> _Stored data entries_:
■ ■ ■ ■ ■ ■ ■

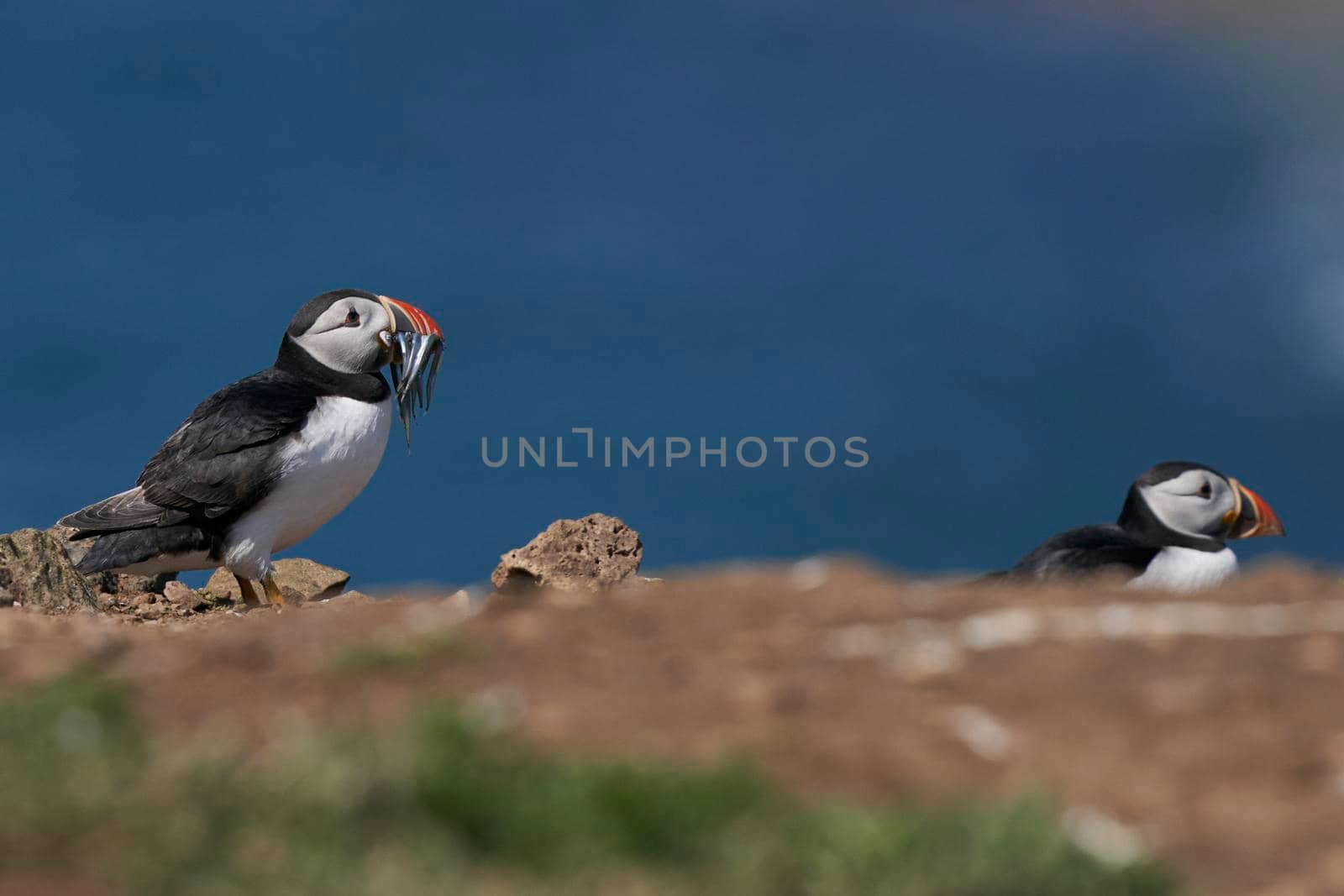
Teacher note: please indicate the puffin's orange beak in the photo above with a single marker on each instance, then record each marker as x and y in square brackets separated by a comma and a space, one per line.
[1256, 519]
[405, 317]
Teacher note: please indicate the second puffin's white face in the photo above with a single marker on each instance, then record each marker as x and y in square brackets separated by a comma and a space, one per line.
[347, 336]
[1194, 503]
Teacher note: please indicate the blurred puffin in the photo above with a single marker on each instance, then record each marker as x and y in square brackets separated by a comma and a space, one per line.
[1171, 532]
[264, 463]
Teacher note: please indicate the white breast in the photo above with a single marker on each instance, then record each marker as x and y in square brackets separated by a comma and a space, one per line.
[1187, 570]
[323, 468]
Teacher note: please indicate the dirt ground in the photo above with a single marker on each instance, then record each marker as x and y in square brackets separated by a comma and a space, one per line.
[1206, 730]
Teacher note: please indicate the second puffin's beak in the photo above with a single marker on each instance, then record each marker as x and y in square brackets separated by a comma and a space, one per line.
[1253, 516]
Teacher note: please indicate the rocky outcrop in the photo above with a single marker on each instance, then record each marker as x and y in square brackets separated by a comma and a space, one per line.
[299, 580]
[591, 553]
[35, 573]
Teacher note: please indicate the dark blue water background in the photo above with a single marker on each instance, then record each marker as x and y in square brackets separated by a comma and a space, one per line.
[1025, 254]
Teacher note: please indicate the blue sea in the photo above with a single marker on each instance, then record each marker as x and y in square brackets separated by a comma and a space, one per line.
[1021, 253]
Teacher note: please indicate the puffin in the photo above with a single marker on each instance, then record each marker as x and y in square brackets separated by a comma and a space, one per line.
[264, 463]
[1173, 533]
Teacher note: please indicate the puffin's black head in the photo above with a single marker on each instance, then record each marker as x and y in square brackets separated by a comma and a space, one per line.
[1195, 501]
[353, 331]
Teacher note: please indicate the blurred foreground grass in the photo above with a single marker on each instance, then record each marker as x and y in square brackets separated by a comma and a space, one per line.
[443, 805]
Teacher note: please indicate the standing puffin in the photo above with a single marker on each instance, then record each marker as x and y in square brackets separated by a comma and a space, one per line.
[1171, 532]
[264, 463]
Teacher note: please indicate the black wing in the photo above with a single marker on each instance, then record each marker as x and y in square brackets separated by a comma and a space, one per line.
[1086, 551]
[218, 464]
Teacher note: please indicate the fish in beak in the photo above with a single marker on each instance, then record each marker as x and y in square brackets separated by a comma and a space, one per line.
[416, 343]
[1252, 516]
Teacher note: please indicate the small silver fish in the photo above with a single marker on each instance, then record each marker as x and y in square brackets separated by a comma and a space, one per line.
[414, 369]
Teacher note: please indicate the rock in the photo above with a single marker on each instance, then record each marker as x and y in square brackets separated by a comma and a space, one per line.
[37, 573]
[185, 598]
[591, 553]
[297, 578]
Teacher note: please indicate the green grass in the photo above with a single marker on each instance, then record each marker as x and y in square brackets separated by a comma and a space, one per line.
[440, 806]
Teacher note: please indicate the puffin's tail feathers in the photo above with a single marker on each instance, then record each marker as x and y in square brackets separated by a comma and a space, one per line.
[127, 548]
[125, 511]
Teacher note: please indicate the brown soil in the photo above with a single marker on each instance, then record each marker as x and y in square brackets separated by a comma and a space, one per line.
[1222, 752]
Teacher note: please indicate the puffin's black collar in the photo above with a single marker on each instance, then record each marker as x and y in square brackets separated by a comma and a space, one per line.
[296, 362]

■ ■ ■ ■ ■ ■ ■

> _What you will do_: Could you copy each line above exactly as written, minus any pictures?

> _Result_:
Teacher note: please indicate the puffin's orange beak in the photo above with a single marker on each instance, then record each marker as x and y in square brackets separated by a comma and a space, one per line.
[1256, 519]
[405, 317]
Teacher note: please indicate the second puffin's white face in the photo above with a single marker on each instance, then record each marker as x and y in square brackets separated by a comma and a space, one per line.
[347, 336]
[1194, 503]
Teacher note: please indicate the blurred puffin in the photo above with a single marker on each instance, then record each marker as x and y in square brackets separated by a comma and a space, one per line.
[1171, 532]
[264, 463]
Teacher note: please indicate the white breast in the photo above with a single marker on each instance, then record each marker as x and y in square brackets separated by a comma and a space, one per line.
[1187, 570]
[323, 468]
Teacher note: please indicate the dirt ground in the photo above with a single marker on each instance, then record each marker as x and y in square brackets separated by a comma and a space, one per line.
[1206, 730]
Teacher note: please indicate the second puffin's beak in the photo above with a single marker on each instance, then record each marker as x and y in square brackets separated by a comma and a space, one per line.
[1253, 516]
Teacher note: please indicate the rocky outcrop in the photo above with a single marker on each instance, then record each marker as x and y in square brackets separated by a comma and a space, one per line.
[299, 580]
[591, 553]
[35, 573]
Teacher note: please indicate the dark blue water background in the photo above with a single marker on each instance, then record each marker as x and y in square brackets separated by a comma and a space, one per line.
[1025, 254]
Teacher note: please indicate the blue sea in the photo above with a single marker on each instance, then record each marker as x and y in square brackets separated by a comma and a space, one per line.
[1021, 253]
Teacher note: please indicate the puffin in the photo above with a single marker on each instance, then record each marker as x and y in square brackets separated by a comma and a space, one per line.
[264, 463]
[1173, 533]
Teacher note: please indicate the puffin's black head in the photo above with a single marker on each instance, then record each marker as x and y in square brackets separated by a comma and a space, one per line.
[1195, 501]
[353, 331]
Teacher note: please indicate the blurred foreground grass in the photo above with a single marker on each instance, then record each marker as x and y in square brackets separated by a comma and a space, one per line.
[443, 805]
Teacher note: please indicate the standing puffin in the photo above with a single marker on each instance, then record each marker as x and y in square brackets separated by a comma and a space, one per line.
[1171, 532]
[264, 463]
Teacher note: please indicate the black wing in the photo above with a single marker on each instance, then record each marker as x and y in square brackets separated by a comma and a space, one per line.
[1086, 551]
[218, 464]
Teacher note: please indicate the fish in beak in the photo above with a single marker on each instance, then record each marker as x and y in square brackets separated by a comma and a space, one per line.
[416, 343]
[1252, 516]
Teacher note: please indicate the small silver fish in the photo above with a single marker on each instance, then record each marker as x and y in square brackets separated by a comma and a space, one per line.
[414, 369]
Teacher note: please indicate the rock in the photo above with a single marker on each instance, then record each marker as x and y in square brackets separated by a comma and a space, one per line.
[37, 573]
[185, 598]
[591, 553]
[297, 578]
Teacher note: please indicate the green grass in the photo above with a single marker on each instance, then record each marker as x and y in square brackets separated by a comma and a space, one per line.
[440, 806]
Teacher note: please indicate the puffin's tail feathers in the photo above with a single marker on each instance, then record each marker as x and y in square brackets separated by a comma and a space, one per line.
[127, 548]
[125, 511]
Teacher note: please indicate the brown soil in the photo above with a single marker on each instance, then record each marker as x and y in square brackets separated by a comma and a space, one per line.
[1222, 752]
Teacher note: please indicate the puffin's black collar in the photo above with a single marker on each instance, then record each marker as x and y in square brackets separated by a comma and a space, one per line.
[296, 362]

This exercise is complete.